Nothing but the line containing "TARGET: overcast sky" and the lines after it in the entries below should appear, each repeated exactly.

◆ Collected data entries ◆
+++++

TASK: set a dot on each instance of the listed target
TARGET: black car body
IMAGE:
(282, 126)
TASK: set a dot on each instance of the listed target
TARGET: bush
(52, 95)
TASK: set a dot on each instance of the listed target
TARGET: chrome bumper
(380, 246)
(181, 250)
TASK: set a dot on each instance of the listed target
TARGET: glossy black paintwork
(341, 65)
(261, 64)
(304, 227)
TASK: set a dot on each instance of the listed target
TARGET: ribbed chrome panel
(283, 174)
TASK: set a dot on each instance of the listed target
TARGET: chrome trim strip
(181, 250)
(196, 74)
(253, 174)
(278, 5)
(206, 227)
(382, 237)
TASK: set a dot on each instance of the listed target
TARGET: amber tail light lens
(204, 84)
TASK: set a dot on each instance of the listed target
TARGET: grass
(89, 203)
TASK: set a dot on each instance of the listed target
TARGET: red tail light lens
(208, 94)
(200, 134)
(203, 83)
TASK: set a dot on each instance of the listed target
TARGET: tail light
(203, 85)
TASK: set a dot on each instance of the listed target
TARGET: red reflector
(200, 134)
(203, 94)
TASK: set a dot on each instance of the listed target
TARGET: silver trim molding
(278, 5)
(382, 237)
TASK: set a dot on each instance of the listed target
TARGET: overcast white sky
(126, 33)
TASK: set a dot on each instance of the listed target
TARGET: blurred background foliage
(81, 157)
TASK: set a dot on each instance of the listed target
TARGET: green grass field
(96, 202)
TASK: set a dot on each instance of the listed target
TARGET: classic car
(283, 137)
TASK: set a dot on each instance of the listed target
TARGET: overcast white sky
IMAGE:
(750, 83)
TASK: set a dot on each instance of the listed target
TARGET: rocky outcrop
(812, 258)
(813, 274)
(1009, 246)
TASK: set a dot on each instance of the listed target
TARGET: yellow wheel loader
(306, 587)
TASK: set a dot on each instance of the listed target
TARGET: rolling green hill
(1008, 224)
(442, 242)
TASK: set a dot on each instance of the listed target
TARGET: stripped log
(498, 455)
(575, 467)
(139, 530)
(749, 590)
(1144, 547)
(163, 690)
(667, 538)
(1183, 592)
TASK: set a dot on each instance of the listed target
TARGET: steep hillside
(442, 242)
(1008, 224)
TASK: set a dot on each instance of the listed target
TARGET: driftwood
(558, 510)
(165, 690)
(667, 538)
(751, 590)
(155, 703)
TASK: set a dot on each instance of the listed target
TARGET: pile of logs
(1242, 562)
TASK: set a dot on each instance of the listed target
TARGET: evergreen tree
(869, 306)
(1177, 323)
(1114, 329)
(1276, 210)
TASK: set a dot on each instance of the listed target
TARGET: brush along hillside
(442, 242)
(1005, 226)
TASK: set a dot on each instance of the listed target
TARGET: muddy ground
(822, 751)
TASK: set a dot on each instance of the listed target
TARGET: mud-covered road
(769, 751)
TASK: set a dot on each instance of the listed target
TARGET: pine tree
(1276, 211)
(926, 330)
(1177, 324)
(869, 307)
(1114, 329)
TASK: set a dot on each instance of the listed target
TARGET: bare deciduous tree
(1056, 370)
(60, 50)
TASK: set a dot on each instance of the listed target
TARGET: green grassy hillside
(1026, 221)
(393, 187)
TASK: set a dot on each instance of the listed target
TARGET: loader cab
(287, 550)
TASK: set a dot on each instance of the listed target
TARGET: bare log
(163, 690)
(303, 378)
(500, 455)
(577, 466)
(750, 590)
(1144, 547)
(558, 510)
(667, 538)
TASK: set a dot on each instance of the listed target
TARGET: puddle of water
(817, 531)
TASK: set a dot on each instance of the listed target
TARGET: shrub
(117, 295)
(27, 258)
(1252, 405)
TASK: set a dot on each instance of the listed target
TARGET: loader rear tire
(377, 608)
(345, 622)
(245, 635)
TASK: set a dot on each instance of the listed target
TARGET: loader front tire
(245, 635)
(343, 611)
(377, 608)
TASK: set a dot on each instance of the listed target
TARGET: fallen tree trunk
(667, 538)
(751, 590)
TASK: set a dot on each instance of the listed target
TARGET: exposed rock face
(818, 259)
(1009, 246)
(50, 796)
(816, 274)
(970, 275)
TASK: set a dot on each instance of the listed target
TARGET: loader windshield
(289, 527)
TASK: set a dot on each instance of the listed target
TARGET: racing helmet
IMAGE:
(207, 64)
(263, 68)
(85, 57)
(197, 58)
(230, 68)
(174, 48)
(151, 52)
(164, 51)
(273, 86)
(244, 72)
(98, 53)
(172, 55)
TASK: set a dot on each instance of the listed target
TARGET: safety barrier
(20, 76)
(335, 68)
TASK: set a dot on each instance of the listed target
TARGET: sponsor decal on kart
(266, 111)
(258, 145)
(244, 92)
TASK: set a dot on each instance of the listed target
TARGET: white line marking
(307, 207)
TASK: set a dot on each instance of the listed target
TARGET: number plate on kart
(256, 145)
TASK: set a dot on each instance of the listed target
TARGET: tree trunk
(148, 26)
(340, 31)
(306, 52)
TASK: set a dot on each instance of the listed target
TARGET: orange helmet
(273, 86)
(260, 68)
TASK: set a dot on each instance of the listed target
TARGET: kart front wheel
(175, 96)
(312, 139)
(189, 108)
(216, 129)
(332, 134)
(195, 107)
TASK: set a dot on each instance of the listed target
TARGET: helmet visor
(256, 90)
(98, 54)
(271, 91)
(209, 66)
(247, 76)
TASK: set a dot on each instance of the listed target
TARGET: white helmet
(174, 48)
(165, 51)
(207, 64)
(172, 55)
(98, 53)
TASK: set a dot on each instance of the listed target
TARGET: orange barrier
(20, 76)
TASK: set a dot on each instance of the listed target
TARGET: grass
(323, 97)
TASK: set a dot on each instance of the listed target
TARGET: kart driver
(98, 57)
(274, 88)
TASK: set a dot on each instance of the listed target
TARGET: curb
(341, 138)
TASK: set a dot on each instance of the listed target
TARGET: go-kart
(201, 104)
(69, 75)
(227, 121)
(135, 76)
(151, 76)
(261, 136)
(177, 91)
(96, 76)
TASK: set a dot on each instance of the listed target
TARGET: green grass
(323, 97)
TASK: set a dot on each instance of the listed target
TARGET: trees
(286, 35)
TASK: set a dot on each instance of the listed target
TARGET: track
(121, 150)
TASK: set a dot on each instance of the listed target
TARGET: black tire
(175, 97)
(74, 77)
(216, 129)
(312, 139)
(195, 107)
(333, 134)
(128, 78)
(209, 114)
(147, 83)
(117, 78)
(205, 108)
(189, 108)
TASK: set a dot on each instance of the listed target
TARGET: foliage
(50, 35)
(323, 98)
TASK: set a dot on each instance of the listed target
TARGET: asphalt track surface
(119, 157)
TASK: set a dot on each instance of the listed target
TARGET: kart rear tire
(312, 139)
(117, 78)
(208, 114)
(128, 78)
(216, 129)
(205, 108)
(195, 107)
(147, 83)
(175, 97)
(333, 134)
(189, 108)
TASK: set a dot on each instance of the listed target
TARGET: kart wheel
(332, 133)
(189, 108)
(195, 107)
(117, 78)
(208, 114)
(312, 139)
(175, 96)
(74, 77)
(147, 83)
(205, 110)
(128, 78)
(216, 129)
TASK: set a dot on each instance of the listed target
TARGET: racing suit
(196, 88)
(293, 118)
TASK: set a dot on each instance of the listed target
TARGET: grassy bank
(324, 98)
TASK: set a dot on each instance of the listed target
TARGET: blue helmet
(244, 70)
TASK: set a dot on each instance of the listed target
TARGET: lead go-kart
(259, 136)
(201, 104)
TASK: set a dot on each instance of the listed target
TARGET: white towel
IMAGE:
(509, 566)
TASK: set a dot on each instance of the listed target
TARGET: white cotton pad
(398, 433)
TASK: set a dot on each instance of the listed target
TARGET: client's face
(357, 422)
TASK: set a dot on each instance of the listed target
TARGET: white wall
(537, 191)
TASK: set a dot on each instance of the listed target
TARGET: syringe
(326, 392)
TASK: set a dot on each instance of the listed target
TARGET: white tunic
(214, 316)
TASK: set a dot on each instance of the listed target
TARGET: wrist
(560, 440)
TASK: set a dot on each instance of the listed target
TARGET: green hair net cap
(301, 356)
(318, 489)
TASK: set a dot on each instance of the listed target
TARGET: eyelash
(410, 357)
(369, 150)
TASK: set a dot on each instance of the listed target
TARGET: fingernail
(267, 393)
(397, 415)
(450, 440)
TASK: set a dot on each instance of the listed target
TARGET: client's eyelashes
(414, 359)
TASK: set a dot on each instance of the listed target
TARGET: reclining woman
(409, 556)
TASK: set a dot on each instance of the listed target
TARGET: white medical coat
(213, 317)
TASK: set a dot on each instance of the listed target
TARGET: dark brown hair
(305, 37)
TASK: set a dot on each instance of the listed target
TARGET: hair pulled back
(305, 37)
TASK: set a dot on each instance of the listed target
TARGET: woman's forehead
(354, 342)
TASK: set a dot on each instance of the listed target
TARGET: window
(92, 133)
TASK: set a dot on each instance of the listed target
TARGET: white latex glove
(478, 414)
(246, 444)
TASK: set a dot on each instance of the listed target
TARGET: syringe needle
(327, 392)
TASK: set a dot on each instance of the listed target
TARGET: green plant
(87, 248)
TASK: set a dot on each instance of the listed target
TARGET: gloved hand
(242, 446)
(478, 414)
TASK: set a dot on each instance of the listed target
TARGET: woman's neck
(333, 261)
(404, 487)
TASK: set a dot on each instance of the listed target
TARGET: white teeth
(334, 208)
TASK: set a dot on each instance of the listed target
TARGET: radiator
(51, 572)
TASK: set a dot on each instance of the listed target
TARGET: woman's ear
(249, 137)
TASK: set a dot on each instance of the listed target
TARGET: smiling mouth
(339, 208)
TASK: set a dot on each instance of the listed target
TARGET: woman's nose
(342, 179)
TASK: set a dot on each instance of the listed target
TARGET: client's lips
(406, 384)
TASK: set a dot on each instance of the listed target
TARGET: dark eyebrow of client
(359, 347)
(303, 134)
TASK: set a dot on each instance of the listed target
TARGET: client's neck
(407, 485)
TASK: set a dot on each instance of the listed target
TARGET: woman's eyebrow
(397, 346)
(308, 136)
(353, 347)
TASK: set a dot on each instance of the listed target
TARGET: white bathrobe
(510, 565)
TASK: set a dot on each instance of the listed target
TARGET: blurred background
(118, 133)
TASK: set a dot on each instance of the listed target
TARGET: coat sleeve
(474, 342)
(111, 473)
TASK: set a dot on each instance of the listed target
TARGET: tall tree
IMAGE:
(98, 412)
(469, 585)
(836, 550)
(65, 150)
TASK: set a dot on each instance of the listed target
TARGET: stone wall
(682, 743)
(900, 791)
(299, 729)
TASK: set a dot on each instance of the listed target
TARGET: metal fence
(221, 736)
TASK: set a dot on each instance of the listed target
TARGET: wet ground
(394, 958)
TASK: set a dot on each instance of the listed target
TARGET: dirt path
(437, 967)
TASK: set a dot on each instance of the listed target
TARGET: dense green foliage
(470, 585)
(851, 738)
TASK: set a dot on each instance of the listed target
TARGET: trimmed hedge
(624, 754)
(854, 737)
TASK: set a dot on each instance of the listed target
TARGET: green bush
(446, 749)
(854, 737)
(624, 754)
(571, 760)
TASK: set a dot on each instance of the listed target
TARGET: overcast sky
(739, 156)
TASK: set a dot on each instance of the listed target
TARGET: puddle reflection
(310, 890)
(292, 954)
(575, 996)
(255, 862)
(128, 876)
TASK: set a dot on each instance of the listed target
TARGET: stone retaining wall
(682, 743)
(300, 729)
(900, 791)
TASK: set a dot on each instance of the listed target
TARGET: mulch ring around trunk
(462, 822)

+++++

◆ Task output ◆
TARGET: overcast sky
(739, 156)
TASK: set a dot on each instance of the listed target
TARGET: puddle reflection
(310, 890)
(292, 954)
(575, 996)
(255, 862)
(128, 876)
TASK: set a dot on each instance of the listed target
TARGET: stone retaining wall
(682, 743)
(300, 729)
(900, 791)
TASK: set a dot on each instance of the listed target
TARGET: mulch ring around trunk
(462, 822)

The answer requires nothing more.